╭─ Document passage

It should look like this:

This is an explorable text document that you can scroll through using the arrow keys.

The manual tells us that there are lots of ways to customise the cow.

Try a few out, for example:

cowsay -W2 -t 420

Obviously cowsay is great, but there are tons of more useful programs that you should try and familiarise yourself with. Here are some examples based on my own usage:

ls  # list the files in a directory
cd  # change directory
wc  # counts the number of lines, words and characters in a file
top # prints an active summary of what your machine is doing right now (exit by hitting "q")
cp # copies a files
ps # lists active processes that you have launched
cat # concatenate a file to STDOUT
mkdir # make a new directory (or folder)
head # list the first few entries of a files
mv # Move a file from one place to another (or rename a file)

╰─
╭─ Material supplied

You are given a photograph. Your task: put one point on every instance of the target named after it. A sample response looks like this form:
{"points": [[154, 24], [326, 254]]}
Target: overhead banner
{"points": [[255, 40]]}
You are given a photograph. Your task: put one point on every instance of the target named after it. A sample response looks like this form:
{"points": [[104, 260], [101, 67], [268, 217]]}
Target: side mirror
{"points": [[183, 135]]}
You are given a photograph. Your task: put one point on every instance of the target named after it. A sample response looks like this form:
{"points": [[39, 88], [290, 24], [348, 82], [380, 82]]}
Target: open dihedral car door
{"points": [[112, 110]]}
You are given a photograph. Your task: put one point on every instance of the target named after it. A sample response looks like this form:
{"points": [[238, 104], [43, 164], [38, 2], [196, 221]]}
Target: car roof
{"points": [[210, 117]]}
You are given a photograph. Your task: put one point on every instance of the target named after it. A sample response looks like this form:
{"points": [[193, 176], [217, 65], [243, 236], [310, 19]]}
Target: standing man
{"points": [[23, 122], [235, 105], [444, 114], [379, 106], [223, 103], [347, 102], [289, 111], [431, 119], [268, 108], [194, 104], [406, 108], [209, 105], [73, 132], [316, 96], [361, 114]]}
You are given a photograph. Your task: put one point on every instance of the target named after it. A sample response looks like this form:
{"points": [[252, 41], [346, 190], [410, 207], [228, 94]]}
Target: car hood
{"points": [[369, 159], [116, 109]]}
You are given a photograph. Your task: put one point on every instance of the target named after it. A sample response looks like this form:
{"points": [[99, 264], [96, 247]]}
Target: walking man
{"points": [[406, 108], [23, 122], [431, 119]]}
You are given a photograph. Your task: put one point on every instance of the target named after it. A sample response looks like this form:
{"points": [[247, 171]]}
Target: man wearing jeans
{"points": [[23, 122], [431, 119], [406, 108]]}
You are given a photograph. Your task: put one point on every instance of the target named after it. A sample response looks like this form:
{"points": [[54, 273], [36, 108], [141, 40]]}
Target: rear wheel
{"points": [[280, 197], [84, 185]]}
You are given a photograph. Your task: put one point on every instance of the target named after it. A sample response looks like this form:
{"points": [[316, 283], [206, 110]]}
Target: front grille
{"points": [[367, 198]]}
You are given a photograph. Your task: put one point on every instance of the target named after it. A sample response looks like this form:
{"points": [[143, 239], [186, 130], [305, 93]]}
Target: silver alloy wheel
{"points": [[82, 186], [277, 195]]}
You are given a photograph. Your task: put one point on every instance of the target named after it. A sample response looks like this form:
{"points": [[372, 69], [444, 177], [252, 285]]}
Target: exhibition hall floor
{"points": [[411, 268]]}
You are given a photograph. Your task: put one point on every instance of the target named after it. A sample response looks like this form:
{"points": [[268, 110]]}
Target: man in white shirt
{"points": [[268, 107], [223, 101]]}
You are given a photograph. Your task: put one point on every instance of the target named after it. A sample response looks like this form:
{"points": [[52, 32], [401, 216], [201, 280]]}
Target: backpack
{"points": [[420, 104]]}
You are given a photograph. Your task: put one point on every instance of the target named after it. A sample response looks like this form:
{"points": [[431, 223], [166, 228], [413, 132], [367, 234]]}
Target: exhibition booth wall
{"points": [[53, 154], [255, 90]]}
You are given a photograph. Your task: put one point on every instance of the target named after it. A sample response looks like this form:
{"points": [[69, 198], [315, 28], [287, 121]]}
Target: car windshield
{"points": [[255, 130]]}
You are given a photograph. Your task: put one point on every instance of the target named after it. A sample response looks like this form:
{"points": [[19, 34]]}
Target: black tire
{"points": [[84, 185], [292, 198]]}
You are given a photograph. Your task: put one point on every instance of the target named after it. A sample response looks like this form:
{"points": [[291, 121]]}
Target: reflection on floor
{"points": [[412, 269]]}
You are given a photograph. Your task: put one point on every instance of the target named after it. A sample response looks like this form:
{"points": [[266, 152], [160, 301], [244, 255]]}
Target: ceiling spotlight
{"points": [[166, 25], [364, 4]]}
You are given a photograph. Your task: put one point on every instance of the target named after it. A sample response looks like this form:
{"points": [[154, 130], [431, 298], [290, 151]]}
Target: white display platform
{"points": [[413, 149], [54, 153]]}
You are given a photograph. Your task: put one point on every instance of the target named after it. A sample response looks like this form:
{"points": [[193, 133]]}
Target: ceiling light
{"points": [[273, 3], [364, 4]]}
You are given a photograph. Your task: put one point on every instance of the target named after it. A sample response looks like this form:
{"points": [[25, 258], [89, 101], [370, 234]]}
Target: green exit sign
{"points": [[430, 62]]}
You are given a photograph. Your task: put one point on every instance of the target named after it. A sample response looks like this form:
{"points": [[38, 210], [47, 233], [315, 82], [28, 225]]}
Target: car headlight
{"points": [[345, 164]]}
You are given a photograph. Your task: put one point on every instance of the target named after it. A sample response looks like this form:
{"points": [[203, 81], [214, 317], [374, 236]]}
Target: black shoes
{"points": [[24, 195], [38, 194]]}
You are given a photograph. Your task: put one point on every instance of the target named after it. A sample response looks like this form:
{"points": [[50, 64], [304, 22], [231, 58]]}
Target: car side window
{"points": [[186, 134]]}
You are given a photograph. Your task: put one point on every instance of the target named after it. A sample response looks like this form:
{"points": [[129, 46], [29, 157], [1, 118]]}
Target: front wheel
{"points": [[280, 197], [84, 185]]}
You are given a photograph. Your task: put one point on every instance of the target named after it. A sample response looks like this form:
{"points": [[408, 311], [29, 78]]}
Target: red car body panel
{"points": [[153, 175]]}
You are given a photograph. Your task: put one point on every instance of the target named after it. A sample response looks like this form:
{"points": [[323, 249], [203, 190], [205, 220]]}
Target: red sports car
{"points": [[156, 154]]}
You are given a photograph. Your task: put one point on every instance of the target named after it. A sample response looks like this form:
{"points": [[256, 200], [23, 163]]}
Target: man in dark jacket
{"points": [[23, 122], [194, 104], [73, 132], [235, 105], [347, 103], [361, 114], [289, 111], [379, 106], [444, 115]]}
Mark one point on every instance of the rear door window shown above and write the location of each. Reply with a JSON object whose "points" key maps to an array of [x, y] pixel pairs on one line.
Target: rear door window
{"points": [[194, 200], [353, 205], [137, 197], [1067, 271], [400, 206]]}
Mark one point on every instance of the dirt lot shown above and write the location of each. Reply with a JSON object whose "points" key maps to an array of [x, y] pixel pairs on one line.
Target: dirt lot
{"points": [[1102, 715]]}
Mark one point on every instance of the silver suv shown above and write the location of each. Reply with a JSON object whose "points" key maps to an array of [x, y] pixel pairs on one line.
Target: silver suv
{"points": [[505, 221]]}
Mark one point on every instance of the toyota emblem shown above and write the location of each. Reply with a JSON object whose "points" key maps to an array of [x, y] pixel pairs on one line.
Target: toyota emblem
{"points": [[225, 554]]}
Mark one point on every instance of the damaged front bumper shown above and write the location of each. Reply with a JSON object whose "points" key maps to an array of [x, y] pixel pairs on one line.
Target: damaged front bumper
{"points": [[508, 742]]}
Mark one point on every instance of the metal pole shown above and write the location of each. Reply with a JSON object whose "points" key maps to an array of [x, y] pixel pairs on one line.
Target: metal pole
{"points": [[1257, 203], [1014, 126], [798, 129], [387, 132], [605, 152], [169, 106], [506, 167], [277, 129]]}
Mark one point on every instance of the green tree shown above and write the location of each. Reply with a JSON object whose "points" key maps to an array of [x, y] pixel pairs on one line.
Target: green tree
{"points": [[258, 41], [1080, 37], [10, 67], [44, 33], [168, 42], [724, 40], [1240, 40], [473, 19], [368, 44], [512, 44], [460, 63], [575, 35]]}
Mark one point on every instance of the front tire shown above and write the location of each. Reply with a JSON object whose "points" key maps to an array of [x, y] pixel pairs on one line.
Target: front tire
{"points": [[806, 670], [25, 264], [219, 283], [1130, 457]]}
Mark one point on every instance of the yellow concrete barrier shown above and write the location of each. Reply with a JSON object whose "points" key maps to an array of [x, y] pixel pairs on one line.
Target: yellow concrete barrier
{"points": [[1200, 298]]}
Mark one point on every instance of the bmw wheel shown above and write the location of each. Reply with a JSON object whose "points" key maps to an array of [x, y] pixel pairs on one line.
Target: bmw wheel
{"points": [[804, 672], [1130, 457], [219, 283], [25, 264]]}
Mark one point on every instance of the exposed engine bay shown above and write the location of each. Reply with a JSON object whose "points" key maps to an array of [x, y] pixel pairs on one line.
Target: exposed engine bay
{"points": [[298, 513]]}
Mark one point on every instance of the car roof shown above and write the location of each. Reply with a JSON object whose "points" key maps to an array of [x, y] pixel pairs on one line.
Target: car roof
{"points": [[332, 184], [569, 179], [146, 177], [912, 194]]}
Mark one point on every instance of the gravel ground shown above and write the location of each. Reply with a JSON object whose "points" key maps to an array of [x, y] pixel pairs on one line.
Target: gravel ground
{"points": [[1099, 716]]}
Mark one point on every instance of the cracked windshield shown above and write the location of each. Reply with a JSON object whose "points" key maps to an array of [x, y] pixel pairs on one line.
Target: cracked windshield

╰─

■ What you have to do ■
According to the command-line passage, which key exits the top program?

■ Result for this task ■
The "q" key.